# Task requirements
Each line of the entries below that includes "covered" belongs in your answer.
START Materials provided
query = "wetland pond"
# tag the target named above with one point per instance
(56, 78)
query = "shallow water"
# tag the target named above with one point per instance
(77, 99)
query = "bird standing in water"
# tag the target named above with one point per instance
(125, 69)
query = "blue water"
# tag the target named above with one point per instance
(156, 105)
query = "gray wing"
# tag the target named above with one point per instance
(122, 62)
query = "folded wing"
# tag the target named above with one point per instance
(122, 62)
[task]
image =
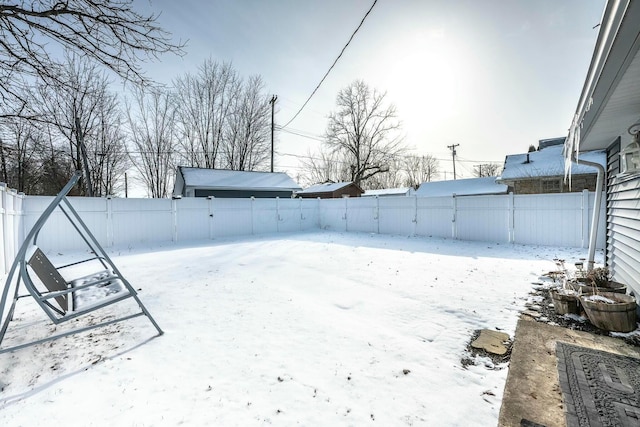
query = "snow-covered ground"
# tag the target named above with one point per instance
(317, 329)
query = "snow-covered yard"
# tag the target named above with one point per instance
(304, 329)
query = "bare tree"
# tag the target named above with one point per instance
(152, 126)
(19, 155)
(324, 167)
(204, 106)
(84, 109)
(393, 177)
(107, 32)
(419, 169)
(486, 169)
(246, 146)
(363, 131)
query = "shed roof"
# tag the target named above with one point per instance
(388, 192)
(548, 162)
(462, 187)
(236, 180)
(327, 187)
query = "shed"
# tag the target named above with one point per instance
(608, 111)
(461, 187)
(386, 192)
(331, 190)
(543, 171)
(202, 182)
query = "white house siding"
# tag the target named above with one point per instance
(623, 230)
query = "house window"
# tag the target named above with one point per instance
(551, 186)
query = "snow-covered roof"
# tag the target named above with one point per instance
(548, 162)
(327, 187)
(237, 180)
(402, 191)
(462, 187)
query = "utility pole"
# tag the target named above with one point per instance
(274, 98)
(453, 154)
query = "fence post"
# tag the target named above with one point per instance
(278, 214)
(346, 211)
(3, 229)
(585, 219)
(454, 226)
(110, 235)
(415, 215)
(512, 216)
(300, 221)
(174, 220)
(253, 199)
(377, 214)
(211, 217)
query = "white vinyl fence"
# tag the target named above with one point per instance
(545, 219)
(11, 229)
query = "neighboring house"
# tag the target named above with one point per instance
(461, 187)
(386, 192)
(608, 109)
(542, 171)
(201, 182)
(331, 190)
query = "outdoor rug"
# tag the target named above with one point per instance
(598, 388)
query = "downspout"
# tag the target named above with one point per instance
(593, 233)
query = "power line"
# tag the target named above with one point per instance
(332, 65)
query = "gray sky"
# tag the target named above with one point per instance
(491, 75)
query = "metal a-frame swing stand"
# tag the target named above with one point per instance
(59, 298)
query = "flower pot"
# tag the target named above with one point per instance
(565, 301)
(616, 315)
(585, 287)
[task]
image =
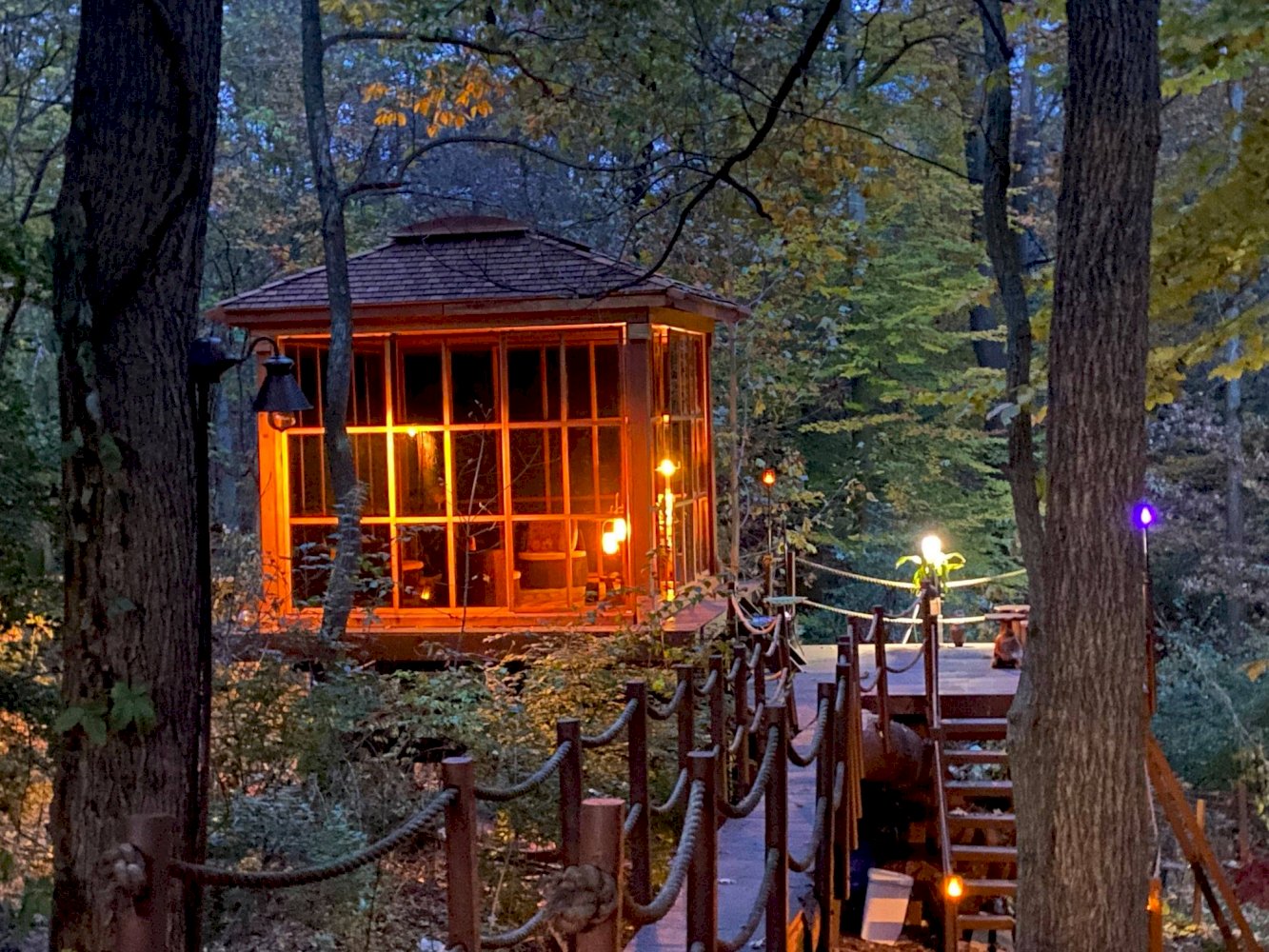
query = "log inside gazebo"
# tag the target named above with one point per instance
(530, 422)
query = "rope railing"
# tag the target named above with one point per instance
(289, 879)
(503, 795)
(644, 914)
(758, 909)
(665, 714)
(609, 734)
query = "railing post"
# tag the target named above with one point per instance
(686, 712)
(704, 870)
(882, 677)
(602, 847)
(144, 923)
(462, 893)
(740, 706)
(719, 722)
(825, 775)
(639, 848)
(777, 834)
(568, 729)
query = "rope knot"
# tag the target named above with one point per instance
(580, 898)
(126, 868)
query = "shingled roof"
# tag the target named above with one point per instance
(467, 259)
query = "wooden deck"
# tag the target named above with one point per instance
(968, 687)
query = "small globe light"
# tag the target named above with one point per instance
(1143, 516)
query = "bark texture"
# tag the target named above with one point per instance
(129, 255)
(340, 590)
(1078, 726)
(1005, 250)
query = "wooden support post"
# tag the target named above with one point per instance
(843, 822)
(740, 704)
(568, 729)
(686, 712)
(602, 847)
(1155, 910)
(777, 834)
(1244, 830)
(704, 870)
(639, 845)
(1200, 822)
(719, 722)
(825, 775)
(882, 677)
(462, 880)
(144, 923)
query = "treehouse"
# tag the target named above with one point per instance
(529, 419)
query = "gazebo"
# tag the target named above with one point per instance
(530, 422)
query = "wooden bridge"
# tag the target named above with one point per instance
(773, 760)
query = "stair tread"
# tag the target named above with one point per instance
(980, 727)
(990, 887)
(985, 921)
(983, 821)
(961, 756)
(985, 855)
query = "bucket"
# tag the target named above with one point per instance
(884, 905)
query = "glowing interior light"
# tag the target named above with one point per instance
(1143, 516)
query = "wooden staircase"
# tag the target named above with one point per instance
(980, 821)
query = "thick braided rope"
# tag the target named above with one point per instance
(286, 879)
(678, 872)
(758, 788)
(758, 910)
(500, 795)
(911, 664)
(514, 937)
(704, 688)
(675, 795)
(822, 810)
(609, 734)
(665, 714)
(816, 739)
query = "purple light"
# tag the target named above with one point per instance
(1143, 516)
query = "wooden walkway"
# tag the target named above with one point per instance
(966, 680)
END Materials provided
# Answer box
query = "snow-covered ground"
query = "snow-covered yard"
query = "snow-covered roof"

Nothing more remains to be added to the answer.